**Tarefas:**
[A] Responda com base no texto sobre o crime de desordem:
(i) Qual cinegrafista morreu enquanto cobria um ato de contestação?
(ii) Qual é a pena de reclusão prevista para o crime de desordem na forma básica?
(iii) Qual é a pena de reclusão se ocorrer morte?
[B] Escreva a parte seguinte do texto sobre o crime de desordem, começando logo após a última frase.

A Comissão de Segurança do Senado quer acelerar a votação de projeto para tipificar o crime de desordem, que pretende envolver todo participante que se encontrar agredindo ou cometendo qualquer ato de violência.

23/2/2014

As manifestações populares com a finalidade de protestar contra determinado ato do poder público ou até mesmo com relação a uma situação que causa insatisfação à comunidade, vêm se intensificando nos últimos meses com práticas reiteradas em vários Estados. Tal movimento, que brotou de forma improvisada, tomou de surpresa as autoridades encarregadas da segurança pública que, em alguns episódios, entraram em confronto direto com os manifestantes, ocasionando lesões para os dois lados. Culminou, recentemente, com a morte do cinegrafista Santiago Andrade, que fazia a cobertura de um ato de contestação.

A Comissão de Segurança do Senado quer acelerar a votação de projeto para tipificar o crime de desordem, que pretende envolver todo participante que se encontrar “agredindo ou cometendo qualquer ato de violência física ou grave ameaça à pessoa; destruindo, danificando, deteriorando ou inutilizando bem público ou particular; invadindo ou tentando invadir prédios ou locais não abertos ao público; obstruindo vias pública de forma a causar perigo aos usuários e transeuntes; a qualquer título ou pretexto ou com o intuito de protestar ou manifestar desaprovação ou descontentamento com relação a fatos, atos ou situações com os quais não concorde". A pena é de dois a seis anos de reclusão. Na modalidade qualificada, com emprego de substâncias inflamáveis ou explosivas, saques a bens públicos e privados, a pena é majorada de três a seis anos. Em caso de lesão corporal grave, de quatro a dez anos. Se ocorrer morte, de seis a doze anos de reclusão.

**Registros:**
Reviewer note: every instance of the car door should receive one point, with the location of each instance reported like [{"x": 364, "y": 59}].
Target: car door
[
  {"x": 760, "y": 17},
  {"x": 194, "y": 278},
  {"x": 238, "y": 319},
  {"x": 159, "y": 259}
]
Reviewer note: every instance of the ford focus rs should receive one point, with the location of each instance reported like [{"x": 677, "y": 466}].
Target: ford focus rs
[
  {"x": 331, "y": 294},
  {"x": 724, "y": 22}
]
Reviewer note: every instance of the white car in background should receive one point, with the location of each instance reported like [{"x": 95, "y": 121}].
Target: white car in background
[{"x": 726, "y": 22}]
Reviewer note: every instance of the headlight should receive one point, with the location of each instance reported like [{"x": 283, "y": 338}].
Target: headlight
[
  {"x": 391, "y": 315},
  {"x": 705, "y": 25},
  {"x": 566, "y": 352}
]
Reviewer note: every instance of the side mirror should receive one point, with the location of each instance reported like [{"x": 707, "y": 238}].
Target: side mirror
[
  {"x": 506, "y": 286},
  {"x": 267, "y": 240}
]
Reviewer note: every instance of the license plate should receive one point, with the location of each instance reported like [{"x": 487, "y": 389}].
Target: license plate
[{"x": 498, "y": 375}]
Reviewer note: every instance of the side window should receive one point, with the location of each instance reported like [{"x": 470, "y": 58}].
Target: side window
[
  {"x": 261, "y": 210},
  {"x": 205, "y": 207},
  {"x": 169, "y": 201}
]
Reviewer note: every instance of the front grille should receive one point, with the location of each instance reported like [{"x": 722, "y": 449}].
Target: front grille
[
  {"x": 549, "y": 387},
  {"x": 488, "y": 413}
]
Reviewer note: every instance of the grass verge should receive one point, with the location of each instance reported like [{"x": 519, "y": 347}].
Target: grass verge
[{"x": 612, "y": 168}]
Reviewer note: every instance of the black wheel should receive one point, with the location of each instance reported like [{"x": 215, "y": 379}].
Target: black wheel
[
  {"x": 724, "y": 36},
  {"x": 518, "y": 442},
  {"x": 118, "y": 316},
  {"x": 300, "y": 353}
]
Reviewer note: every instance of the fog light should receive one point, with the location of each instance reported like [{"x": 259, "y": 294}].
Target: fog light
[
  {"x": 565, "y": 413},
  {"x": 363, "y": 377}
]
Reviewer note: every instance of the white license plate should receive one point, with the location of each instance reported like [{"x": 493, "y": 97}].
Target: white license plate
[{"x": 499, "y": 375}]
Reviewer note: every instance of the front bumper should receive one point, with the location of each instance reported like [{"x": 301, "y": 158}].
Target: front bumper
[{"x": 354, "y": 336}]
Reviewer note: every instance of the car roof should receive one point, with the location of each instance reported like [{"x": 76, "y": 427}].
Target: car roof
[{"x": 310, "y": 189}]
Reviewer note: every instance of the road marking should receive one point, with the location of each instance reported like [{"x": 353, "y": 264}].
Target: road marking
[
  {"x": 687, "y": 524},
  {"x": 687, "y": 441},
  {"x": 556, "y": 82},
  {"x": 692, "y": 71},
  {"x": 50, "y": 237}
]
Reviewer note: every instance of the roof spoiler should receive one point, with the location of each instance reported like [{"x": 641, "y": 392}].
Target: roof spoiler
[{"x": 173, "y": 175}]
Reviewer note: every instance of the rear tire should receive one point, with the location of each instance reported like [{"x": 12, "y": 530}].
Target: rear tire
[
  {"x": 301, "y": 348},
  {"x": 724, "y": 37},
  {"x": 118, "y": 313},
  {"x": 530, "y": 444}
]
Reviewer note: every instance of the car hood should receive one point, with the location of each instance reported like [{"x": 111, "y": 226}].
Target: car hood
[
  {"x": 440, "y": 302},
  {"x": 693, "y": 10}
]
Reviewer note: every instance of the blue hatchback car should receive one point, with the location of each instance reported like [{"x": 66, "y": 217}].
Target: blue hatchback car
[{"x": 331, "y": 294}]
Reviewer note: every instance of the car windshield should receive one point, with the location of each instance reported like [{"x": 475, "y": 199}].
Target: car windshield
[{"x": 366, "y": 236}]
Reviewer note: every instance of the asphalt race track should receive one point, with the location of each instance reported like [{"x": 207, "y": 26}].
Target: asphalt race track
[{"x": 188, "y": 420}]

**Respostas:**
[A]
(i) Santiago Andrade.
(ii) De dois a seis anos.
(iii) De seis a doze anos.

[B]
Toda iniciativa legislativa que tenha como parâmetro um determinado fato que não esteja encartado explicitamente no Código Penal e carrega repercussão social expressiva, tem a tendência de colidir com outros tipos penais normatizados, porém não agrupados num só texto. Assim, para o caso pretendido, conforme a legislação à disposição, faz-se necessário lançar mão de diferentes tipos penais para acudir determinada conduta considerada contrária ao ordenamento penal. Houaiss, com a síntese necessária, definiu a desordem como sendo a “perturbação da ordem, briga, rixa, tumulto, confusão”.

O que se observa da proposta legislativa é um ato repetitivo de ilícitos já previstos no ordenamento penal. Basta ver que comumente nos agrupamentos públicos contestatórios são praticados crimes de lesão corporal, de dano, formação de quadrilha, apologia ao crime, rixa, incêndio, explosão, fabrico, fornecimento, aquisição ou transporte de explosivos e homicídio, dentre outros. Resta ao intérprete pinçar os tipos penais e fazer a adequação conveniente sem a necessidade de elaborar uma lei específica. O cidadão já habita um imenso cipoal legislativo conforme pesquisa do Instituto Brasileiro de Planejamento Tributário (IBPT), que apontou 155.954 leis Federais criadas a partir da promulgação da Constituição Federal.

Mas, o entrave maior para vingar o projeto é com relação à identificação dos participantes no movimento de desordem, principalmente aqueles que se apresentam com máscaras ou camisetas escondendo o rosto. É certo que muitos dos participantes, se não a maioria, estão protestando de forma lícita, por acreditar em valores que devem ser por todos respeitados. Não obstante, existem arruaceiros, que nada mais são do que verdadeiros criminosos, que se valem desta legítima manifestação popular para saquear lojas, danificar o patrimônio público e também de particulares causando grave instabilidade à ordem pública.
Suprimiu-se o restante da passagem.